[[ THE INPUT, beginning ]]

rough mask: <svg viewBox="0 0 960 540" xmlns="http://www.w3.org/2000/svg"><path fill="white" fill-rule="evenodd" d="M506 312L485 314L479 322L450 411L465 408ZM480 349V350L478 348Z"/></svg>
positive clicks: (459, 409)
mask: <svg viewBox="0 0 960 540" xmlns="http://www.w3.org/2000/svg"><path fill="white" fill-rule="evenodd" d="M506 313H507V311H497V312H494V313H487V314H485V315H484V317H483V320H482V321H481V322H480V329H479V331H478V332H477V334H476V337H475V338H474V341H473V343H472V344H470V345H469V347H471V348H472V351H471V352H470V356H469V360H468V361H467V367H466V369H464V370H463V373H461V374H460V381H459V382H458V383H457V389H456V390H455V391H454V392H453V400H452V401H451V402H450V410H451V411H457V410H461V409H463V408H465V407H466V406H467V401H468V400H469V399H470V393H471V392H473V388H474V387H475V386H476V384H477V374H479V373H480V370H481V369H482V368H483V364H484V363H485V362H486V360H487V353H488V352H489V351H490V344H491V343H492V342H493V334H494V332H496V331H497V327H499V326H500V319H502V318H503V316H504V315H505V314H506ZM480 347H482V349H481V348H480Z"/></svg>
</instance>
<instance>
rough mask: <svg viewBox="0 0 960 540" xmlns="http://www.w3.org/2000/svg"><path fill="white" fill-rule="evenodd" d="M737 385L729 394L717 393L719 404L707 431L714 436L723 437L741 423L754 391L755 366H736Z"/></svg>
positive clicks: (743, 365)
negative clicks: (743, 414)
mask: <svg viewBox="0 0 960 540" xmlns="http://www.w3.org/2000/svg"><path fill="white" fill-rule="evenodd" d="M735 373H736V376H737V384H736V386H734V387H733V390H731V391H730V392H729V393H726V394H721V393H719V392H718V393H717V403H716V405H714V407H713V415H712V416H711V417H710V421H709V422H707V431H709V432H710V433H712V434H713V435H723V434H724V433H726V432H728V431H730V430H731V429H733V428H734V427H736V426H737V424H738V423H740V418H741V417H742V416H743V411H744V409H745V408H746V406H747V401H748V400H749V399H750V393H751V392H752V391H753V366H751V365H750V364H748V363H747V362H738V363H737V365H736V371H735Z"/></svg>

[[ THE INPUT, end ]]

» WRITTEN TASK: Using the data above, restate every record word for word.

» ANSWER SPACE:
rough mask: <svg viewBox="0 0 960 540" xmlns="http://www.w3.org/2000/svg"><path fill="white" fill-rule="evenodd" d="M506 312L485 314L479 322L450 411L465 408ZM480 349V350L478 348Z"/></svg>
positive clicks: (459, 409)
mask: <svg viewBox="0 0 960 540" xmlns="http://www.w3.org/2000/svg"><path fill="white" fill-rule="evenodd" d="M506 313H507V311H497V312H494V313H487V314H485V315H484V317H483V320H482V321H481V322H480V329H479V331H478V332H477V334H476V337H475V338H474V341H473V343H472V344H470V345H469V347H471V348H472V351H471V352H470V356H469V360H468V361H467V367H466V369H464V370H463V373H461V374H460V381H459V382H458V383H457V389H456V390H455V391H454V392H453V400H452V401H451V402H450V410H451V411H457V410H461V409H463V408H465V407H466V406H467V401H468V400H469V399H470V393H471V392H473V388H474V387H475V386H476V384H477V374H479V373H480V370H481V369H482V368H483V364H484V363H485V362H486V360H487V353H488V352H489V351H490V344H491V343H492V342H493V334H494V332H496V331H497V327H499V326H500V319H502V318H503V316H504V315H505V314H506ZM480 347H482V349H481V348H480Z"/></svg>
</instance>
<instance>
rough mask: <svg viewBox="0 0 960 540" xmlns="http://www.w3.org/2000/svg"><path fill="white" fill-rule="evenodd" d="M737 385L729 394L717 393L719 404L707 431L714 436L723 437L741 423L754 391L755 366H736Z"/></svg>
positive clicks: (743, 365)
negative clicks: (743, 414)
mask: <svg viewBox="0 0 960 540" xmlns="http://www.w3.org/2000/svg"><path fill="white" fill-rule="evenodd" d="M735 373H736V376H737V384H736V386H734V387H733V390H731V391H730V392H729V393H726V394H721V393H719V392H718V393H717V403H716V405H714V407H713V415H712V416H711V417H710V421H709V422H707V431H709V432H710V433H712V434H713V435H723V434H724V433H726V432H728V431H730V430H731V429H733V428H734V427H736V426H737V424H738V423H740V418H741V417H742V416H743V411H744V409H745V408H746V406H747V401H748V400H749V399H750V393H751V392H752V391H753V366H751V365H750V364H748V363H747V362H738V363H737V365H736V371H735Z"/></svg>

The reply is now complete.